##### DATA RECORDS #####
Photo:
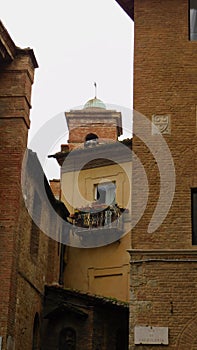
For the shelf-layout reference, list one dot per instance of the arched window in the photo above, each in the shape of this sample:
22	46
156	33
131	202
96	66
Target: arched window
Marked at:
121	339
36	333
91	140
67	339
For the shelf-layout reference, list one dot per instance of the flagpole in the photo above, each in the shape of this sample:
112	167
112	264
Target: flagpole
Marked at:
95	89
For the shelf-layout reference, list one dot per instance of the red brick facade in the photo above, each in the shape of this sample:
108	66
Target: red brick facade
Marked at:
22	275
164	262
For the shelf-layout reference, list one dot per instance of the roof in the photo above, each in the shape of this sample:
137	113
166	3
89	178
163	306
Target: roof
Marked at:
94	103
8	49
87	297
128	7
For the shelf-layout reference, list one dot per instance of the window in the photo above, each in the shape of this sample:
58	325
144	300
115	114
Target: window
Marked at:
106	193
194	215
35	231
193	20
36	333
67	339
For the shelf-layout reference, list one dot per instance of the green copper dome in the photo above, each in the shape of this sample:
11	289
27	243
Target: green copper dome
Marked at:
94	103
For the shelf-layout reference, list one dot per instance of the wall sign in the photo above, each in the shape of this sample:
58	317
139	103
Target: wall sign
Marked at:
160	124
150	335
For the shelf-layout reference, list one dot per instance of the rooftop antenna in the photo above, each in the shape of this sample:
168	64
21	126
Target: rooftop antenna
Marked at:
95	89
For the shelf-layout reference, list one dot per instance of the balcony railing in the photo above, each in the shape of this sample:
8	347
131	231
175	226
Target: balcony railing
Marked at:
98	217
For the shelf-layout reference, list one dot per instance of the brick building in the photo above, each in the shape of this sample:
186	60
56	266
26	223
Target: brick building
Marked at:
164	260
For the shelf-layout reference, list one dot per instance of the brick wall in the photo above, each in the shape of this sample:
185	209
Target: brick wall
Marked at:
163	280
165	73
15	86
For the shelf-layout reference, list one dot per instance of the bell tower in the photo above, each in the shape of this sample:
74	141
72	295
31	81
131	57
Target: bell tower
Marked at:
94	119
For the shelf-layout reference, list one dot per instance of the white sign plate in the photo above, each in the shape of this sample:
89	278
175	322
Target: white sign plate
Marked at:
150	335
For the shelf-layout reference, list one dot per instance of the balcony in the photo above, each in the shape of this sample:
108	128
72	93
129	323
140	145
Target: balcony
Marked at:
100	222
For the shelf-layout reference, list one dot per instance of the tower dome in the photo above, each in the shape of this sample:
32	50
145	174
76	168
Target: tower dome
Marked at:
94	103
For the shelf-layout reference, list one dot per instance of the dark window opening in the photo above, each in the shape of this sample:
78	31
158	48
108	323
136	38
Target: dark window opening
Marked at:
36	333
193	19
91	140
35	231
121	339
106	193
194	215
67	339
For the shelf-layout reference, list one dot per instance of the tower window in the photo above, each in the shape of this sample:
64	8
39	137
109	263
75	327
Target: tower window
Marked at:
106	193
194	215
35	231
91	140
67	339
193	19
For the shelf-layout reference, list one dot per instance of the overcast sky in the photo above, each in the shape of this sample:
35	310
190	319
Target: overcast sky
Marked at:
75	43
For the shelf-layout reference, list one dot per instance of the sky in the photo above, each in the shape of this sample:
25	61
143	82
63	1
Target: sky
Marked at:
76	43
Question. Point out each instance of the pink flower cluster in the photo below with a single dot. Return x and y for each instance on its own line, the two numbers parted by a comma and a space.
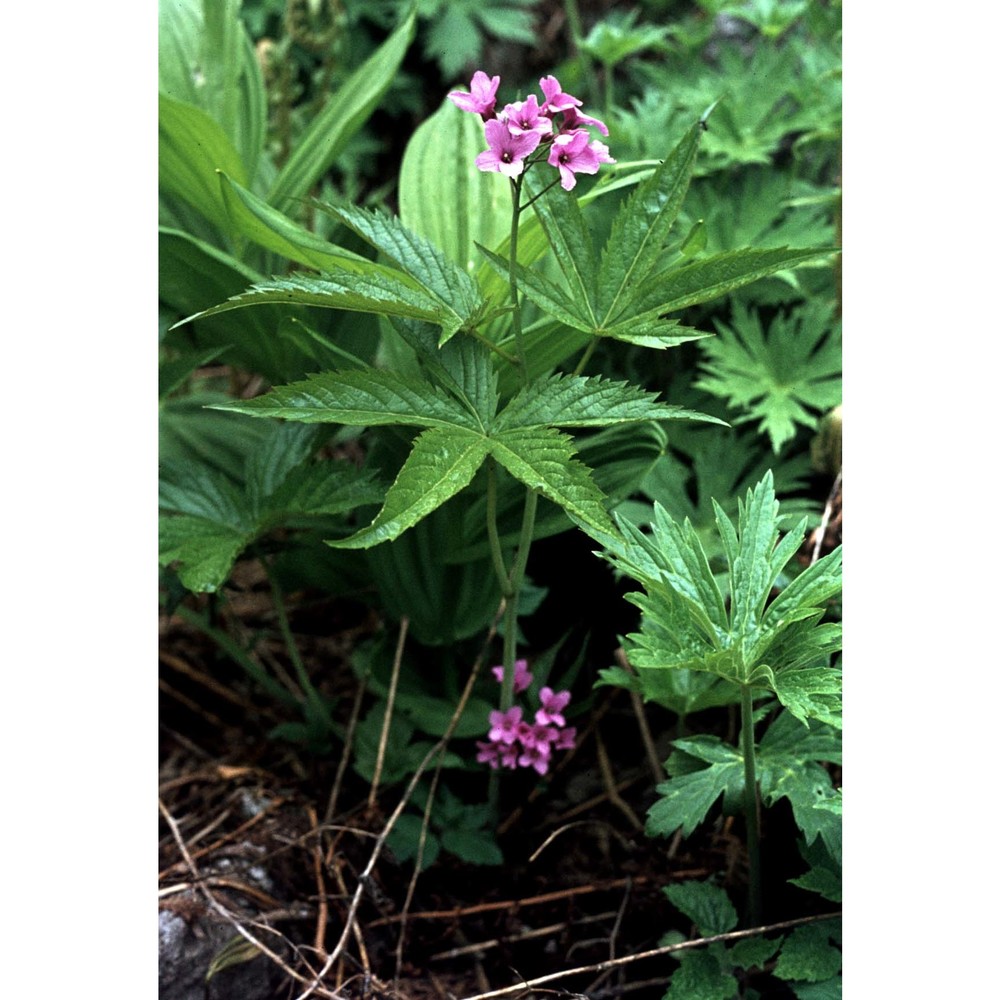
520, 128
515, 743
#####
--- TASK TO COMPLETE ---
Revise every one of the items above so that "Marked at" becomes "Placed at" throughout, with all other text left unchanged. Leave the pictures out of your copy.

--- FULL SOLUTION ---
Photo:
For the shelf-layout reference, list one dot per instance of the arched window in the photo above, each in the shape of this sample:
22	46
156	33
131	202
96	66
Target: arched window
Placed at:
121	339
36	333
91	140
67	339
For the shelf-layout reference, list one dot per instance of the flagpole in the photo above, each in the shape of this sample:
112	167
112	264
Target: flagpole
Placed at:
95	89
For the shelf-layout reference, list one dot per instance of the red brick facade in the photo above, each in the shape of this sample:
108	66
Target: red brick facade
Placed at:
22	275
164	262
For the shelf-layout reference, list one dot per instance of the roof in the photo above, each in the shape of this sample:
137	113
166	3
89	178
163	306
Target: roof
Placed at:
94	103
8	49
87	297
128	7
For the shelf-layout reference, list one dot per instance of the window in the photo above, each in the shape of this sample:
58	325
144	300
115	114
Target: window
Placed at:
106	193
194	215
35	231
193	20
36	333
67	339
For the shelf-layout reference, list one dot per instance of the green copper dome in the photo above, each in the shape of this sample:
11	289
27	243
Target: green copper dome
Placed at:
94	103
For the shelf-layout reference, list one dot per instance of the wall sign in the photo above, each in the shape of this sample:
58	317
139	103
Target: wall sign
Placed at:
160	124
150	335
For the shelf-layout reference, list one dot per instance of the rooftop antenna in the photo above, each in the shape of this sample:
168	64
21	126
Target: rooftop antenna
Placed at:
95	89
For the shelf-layout reference, list one dot per instance of the balcony railing in the photo above, each in the shape of this sample:
8	347
131	231
175	226
Target: balcony railing
Placed at:
98	217
For the shelf-layout reference, list one dot per instance of the brick building in the photo above, each in the shape of this sample:
186	60
56	266
26	223
Target: brick building
Placed at:
164	260
For the shelf-layout reference, list one dot per instance of the brick wall in the photo above, each in the shape of this sample:
185	209
Target: brick wall
Placed at:
163	280
165	73
15	86
For the shelf-layout reference, list one dot per instance of the bell tower in the photo above, each in the shape of this sample:
74	141
72	295
31	81
131	57
Target: bell tower
Placed at:
94	119
For the shelf-layout reference, list one dot per instance of the white sign plate in the photo above, each in the shape of this sample:
89	278
175	322
Target: white sign plate
Placed at:
150	335
For the shelf-layout reference, list one dot per instance of the balcony in the photo above, each in the shape of this sample:
108	128
72	93
129	323
140	145
Target: balcony
Placed at:
100	222
For the shelf-layout reference, list one dot per instance of the tower dome in the photo above, each in the shape of this sample:
32	50
145	174
76	168
Target: tower dome
Placed at:
94	103
For the shelf-layout reference, list one dot per instance of the dark window opening in the photo above, each in the shape of this sample:
78	31
158	48
108	323
136	38
Target: dark window opening
Placed at:
36	333
193	19
91	140
35	231
121	339
106	193
194	215
67	339
For the shelf-layout reference, list one dot per instance of the tower window in the photo above, each in the shape of this sample:
64	8
39	137
109	263
75	327
Target: tower window
Placed at:
106	193
194	215
35	231
91	140
67	339
193	19
For the shelf-layout reference, list one dot per instance of the overcast sky in the photo above, each in the shape of this sample:
35	310
190	319
Target: overcast sky
Placed at:
75	43
For the shelf-layout reference, list one dot per instance of the sky in the photo above, each in the shape of this sample:
25	61
143	82
63	1
Target: sky
Placed at:
76	43
Question. Point out each instance of the pink flower cluster in the photo below with a single dot. Return x and y for each instance on its own line, the two numbers parted by a comma and a space.
520, 128
515, 743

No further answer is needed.